> **DOCUMENT SEGMENT**

== == ==

Men and Masculinity

By: Jake Moore
Hey again, friends.
There is often a… precariousness associated with masculinity here in the United States, right? You know what I mean… Man card. Guy code. Dude law. That sort of thing? The kind of thing where, if you violate it, you lose that respect your friends or family have for you?
I’ll give you an example. Just picture this: A stay at home dad.
What are the first things that come to mind? What stories does your mind create about this man? I probably did not have to fill in the gaps there, because studies have shown many people consider stay at home dads less masculine than their working counterparts.
Masculinity in the United States is often synonymous with independence, self-reliance, emotional stoicism, and aggression. We have this picture of men that is hard to break and unfortunately men are often ridiculed, ostracized, and even sometimes harmed if they violate these assumptions. Thus, making adhering to these expectations vitally important, even if they go against a person’s internal view of themselves. And just like with other gender role expectations, these assumptions start young. We are talking since birth here, people. For example, did you know that boy-identified babies are picked up, cuddled, and comforted less frequently than their girl-identified counterparts? What’s more, the average age that boys are last picked up and held by their parents is significantly younger (6 years old) than girls (9 years old) (Pascoe, 2007; Pollack, 2005).

== == ==

> **DATASET EXCERPTS**
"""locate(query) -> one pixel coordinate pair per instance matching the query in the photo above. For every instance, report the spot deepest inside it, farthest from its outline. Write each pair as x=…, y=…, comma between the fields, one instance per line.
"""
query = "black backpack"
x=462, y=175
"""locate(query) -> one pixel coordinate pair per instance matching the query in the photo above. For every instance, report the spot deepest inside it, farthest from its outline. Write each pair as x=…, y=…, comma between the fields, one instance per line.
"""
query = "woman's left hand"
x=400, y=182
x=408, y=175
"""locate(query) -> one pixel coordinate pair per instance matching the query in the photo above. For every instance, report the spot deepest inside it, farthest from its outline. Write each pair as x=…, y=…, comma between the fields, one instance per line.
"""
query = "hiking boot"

== == ==

> **TASK REQUIREMENTS**
A. Answer these questions from the piece on men and masculinity:
(i) What three casual names does the writer use for the unwritten rules of being a man?
(ii) What person does the writer ask readers to picture as an example?
(iii) At what average age are boys last picked up and held by their parents?
B. Decide whether each statement agrees with the piece on men and masculinity:
(i) Studies have found that many people see stay at home dads as less masculine than dads who work.
(ii) Girl-identified babies are picked up and comforted less often than boy-identified babies.
(iii) The writer says these expectations about men begin in adulthood.
C. Pick up the piece on men and masculinity after its final sentence and keep writing in the same voice.

> **YOUR RESPONSES**
A.
(i) Man card, guy code, and dude law.
(ii) A stay at home dad.
(iii) 6 years old.

B.
(i) Yes: "studies have shown many people consider stay at home dads less masculine than their working counterparts."
(ii) No: "boy-identified babies are picked up, cuddled, and comforted less frequently than their girl-identified counterparts."
(iii) No: "these assumptions start young. We are talking since birth here, people."

C.
The problem is that men desire this type of intimacy just as much as the next person (Stulhofer et al., 2014). However, men who express this desire are often ridiculed, or may face rejection during dating interactions. In school, children are often observed bullying the boy-identified child who violates the stoic, independent, competent expectation (Levant & Richmond, 2016; Smiler, 2014). The boys that are sensitive, considerate, and soft spoken are made to feel weak, which ultimately teaches them to hide their true selves.
So, what’s the big deal? I mean, men are the holders of so much privilege in the United States that it only seems natural that there are no downsides to the experience of manhood. Well, some research suggests that these expectations of masculinity might actually contribute to many of the negative behaviors we see in men. Things like aggressive outbursts, explosive anger, or even assaults correlate highly with men who fit the stereotypical profile of masculinity (Levant & Richmond, 2016; Pascoe, 2007). It is also possible that the fragility I mentioned earlier is a cause. See, men in our culture feel they shouldn’t change. If they do, they fail at being what they should be. Therefore, they are rejected and are viewed as less than because such changes violate the fundamental assumptions of masculinity. Yet, we continue to hope that men will make changes to their behavior, even when the consequences for doing so are scary. Men don’t express affection or tears, we remain stoic and unyielding. Men are professionally driven; we take what we want and find ways to succeed. Men don’t ask for help, they figure it out themselves.
It’s up to us to instill a broader view of what being a man means in our culture, across all racial, sexual, and other social identities, so that we can create a healthier view of masculinity. Imagine helping a little boy understand and express his sadness, rather than telling him “boys don’t cry.” Maybe that boy would learn that it’s okay to express his feelings instead of bottling them up. Maybe that expression would help him understand anger, or fear, so that he could find healthy and safe avenues to let those emotions out, too. Imagine men asking for help when they need it and letting others take the lead instead. Maybe the openness to be vulnerable would help men open themselves up to their partners, or friends, and create closer relationships with others.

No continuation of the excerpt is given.